*What needs to be done*: Reproduce all lines of the listing below in which the word "throughout" occurs.

*Material for this task*:
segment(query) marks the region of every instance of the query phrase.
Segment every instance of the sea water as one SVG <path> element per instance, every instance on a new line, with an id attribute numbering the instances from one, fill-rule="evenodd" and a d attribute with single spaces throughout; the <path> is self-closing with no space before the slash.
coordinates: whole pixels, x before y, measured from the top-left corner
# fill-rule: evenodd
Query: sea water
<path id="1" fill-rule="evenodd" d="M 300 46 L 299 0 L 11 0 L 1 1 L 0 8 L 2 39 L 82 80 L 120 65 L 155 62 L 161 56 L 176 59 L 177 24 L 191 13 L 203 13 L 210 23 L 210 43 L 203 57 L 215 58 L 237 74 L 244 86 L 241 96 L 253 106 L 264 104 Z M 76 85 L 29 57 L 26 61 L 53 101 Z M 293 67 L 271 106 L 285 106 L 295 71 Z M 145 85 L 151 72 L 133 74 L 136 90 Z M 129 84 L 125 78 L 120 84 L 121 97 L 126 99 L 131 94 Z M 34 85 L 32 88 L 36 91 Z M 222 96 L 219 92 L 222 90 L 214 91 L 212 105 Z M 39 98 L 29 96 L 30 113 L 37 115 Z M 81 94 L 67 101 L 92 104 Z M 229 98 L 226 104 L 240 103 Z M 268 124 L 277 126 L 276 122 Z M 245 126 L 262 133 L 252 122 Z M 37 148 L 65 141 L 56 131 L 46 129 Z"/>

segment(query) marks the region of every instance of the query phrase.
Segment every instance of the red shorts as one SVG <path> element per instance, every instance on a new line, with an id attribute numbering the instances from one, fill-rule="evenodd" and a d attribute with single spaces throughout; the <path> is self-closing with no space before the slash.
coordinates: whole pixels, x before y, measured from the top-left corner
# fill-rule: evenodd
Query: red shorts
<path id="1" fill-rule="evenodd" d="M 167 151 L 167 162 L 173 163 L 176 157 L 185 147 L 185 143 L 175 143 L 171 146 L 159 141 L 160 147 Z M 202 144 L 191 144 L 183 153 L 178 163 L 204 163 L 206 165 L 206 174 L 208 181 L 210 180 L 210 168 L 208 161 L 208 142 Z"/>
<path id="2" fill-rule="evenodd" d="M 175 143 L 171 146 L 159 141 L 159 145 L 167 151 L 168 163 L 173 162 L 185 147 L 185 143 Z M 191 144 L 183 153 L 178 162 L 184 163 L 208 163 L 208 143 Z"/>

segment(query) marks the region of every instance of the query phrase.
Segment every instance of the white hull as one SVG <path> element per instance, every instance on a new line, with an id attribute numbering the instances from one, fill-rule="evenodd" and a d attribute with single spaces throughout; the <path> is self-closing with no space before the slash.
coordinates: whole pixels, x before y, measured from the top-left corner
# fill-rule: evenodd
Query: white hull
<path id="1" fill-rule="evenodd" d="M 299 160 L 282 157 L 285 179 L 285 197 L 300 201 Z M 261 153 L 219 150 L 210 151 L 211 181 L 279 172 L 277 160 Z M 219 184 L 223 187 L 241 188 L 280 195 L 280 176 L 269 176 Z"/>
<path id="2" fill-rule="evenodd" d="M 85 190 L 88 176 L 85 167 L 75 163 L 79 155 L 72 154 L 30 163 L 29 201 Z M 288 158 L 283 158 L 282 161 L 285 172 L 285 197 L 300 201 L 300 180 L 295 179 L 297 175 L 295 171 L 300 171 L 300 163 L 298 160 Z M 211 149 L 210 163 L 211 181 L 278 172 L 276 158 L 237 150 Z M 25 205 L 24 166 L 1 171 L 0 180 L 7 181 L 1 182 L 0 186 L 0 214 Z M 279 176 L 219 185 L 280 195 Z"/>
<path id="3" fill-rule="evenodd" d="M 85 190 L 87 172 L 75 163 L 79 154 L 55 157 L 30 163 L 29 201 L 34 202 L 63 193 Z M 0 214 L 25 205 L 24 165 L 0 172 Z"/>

*Answer space*:
Segment every instance of the sea water as one SVG <path> element per instance, every instance on a new line, with an id attribute numbering the instances from one, fill-rule="evenodd" and a d attribute with single spaces throughout; the <path> is self-closing with no space before the slash.
Segment every instance of the red shorts as one SVG <path> element per instance, every instance on a new line, with an id attribute numbering the instances from one, fill-rule="evenodd" and a d attribute with single spaces throughout; the <path> is self-closing with no space before the slash.
Segment every instance of the white hull as one SVG <path> element per instance, every instance on a new line, with an id attribute numbering the instances from one, fill-rule="evenodd" and a d attribute with single spaces throughout; the <path> is self-closing with no space before the slash.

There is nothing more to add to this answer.